# Working data
-- Opening Marker --
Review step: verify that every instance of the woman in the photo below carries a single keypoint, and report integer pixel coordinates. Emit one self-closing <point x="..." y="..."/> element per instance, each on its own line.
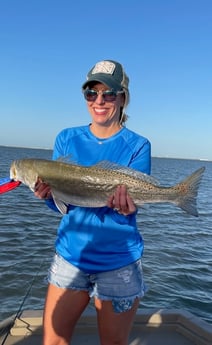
<point x="98" y="250"/>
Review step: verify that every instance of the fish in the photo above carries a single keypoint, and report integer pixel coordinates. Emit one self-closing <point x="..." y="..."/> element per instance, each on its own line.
<point x="91" y="186"/>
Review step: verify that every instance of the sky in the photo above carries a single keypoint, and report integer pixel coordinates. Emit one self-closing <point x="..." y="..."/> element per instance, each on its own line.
<point x="48" y="46"/>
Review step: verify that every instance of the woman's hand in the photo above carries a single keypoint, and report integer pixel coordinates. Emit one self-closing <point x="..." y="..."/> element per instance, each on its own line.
<point x="121" y="202"/>
<point x="42" y="190"/>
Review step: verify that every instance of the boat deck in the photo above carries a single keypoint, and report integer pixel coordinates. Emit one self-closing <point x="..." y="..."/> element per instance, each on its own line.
<point x="163" y="327"/>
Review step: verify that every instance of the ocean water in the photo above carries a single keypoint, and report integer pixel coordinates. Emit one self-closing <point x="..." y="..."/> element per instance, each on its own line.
<point x="177" y="259"/>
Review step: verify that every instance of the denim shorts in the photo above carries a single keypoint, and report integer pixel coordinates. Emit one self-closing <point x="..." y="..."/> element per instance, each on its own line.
<point x="121" y="286"/>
-- Closing Marker --
# What the exercise asks
A verbatim copy of every entry above, with no pictures, is the expected output.

# Answer below
Review step: verify that every instance of the woman in the photo below carries a single keypoint, and report integer pixel coordinates. Emit one self-closing <point x="..." y="..."/> element per instance, each on its own line.
<point x="98" y="250"/>
Review step: verify that every instance of the fish in the photo above carries a single keypoint, and report integer pixel coordinates. Emit one self-closing <point x="..." y="..."/> element per instance, each on its own line.
<point x="91" y="186"/>
Review step: verify that every instance of the sky in the photo above carries a single keypoint, and report integer pixel coordinates. Emit one self-closing <point x="..." y="..."/> element per instance, each on its own line.
<point x="48" y="46"/>
Review step: verify that every instance of the woman's hand in the photo above carries a single keypoint, and report integer pixel coordinates. Emit one self-closing <point x="..." y="..."/> element per instance, each on its own line.
<point x="121" y="202"/>
<point x="42" y="190"/>
Review step: verify that every instance of the boat deck in the photo above carries a single keypoint, and report integer pixel coordinates. Emit one self-closing <point x="..." y="..."/> element per instance, each on its own line.
<point x="163" y="327"/>
Review step: verify that every instance of the ocean water in the photo above carries a single keypoint, and report integer pixel coordinates. Emit one self-closing <point x="..." y="..."/> element per instance, each on its own line.
<point x="177" y="259"/>
Review step: verify that every instance of the denim shorts in the photo above carries a single keypoint, and report integer pixel coordinates. Emit one self-closing <point x="..." y="..."/> element per instance, each on its own line.
<point x="121" y="286"/>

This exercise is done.